■ RECORDS FOR THIS TASK
━━━
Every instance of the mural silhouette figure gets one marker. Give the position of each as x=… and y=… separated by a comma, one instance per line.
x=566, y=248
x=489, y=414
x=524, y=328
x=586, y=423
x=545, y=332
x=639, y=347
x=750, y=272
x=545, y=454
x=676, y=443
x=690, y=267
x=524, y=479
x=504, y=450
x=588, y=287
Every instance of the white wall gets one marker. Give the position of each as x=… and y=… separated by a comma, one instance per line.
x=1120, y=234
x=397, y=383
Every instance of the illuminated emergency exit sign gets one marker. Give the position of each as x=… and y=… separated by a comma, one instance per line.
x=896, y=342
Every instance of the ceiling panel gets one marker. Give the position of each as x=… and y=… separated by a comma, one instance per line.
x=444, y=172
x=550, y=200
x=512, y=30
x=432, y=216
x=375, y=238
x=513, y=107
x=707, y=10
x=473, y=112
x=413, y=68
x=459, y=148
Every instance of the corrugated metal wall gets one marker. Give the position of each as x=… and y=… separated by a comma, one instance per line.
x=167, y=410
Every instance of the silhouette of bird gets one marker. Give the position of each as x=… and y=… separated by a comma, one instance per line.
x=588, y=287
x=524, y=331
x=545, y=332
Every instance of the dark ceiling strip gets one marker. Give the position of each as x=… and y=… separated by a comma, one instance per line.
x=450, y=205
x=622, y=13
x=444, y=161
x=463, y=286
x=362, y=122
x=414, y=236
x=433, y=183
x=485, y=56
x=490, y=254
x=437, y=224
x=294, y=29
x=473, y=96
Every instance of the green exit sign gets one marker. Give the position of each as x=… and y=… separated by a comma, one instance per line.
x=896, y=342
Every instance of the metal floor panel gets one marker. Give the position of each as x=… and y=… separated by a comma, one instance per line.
━━━
Can you copy out all of the rows above word for word, leaving nothing out and changing nothing?

Every instance of the mural silhouette figure gets one marker. Give the position of each as x=… and y=… separated by a comma, one instance per line.
x=566, y=248
x=489, y=414
x=524, y=328
x=586, y=423
x=545, y=332
x=639, y=347
x=750, y=272
x=545, y=454
x=676, y=443
x=690, y=267
x=524, y=479
x=504, y=450
x=588, y=287
Every instance of the white wall gets one marker. Give the position of each as x=… and y=… separated by a comma, one instance per line.
x=1120, y=234
x=397, y=383
Every instance of the illuminated emergency exit sign gets one marker. Give the position of each as x=… and y=… separated by a comma, one instance per line.
x=896, y=342
Every instance of the ceiling panel gets one marker. Give the position of each as x=… and y=… separated by a comma, one instance per line.
x=444, y=172
x=550, y=200
x=512, y=30
x=432, y=216
x=375, y=238
x=513, y=107
x=707, y=10
x=473, y=112
x=413, y=68
x=459, y=148
Every instance of the corrugated metal wall gets one marker. Give the position of each as x=… and y=… separated by a comma, one instance per line.
x=167, y=410
Every instance of the silhouette of bird gets one marker. Give the position of each as x=… and y=… separated by a comma, one instance per line.
x=588, y=287
x=524, y=331
x=545, y=332
Every instance of the dark ceiling strip gets one marker. Give the position of each as x=… and y=… separated by a comma, one instance per line.
x=450, y=205
x=622, y=13
x=444, y=161
x=463, y=286
x=362, y=122
x=414, y=236
x=433, y=183
x=485, y=56
x=490, y=254
x=437, y=224
x=294, y=29
x=473, y=96
Every instance of the green exit sign gets one marker. Give the position of each as x=… and y=… separated by a comma, one instance per line.
x=896, y=342
Every instance of the metal floor panel gets one marker. Give the position of each as x=… and y=… separated by a comma, one instance per line.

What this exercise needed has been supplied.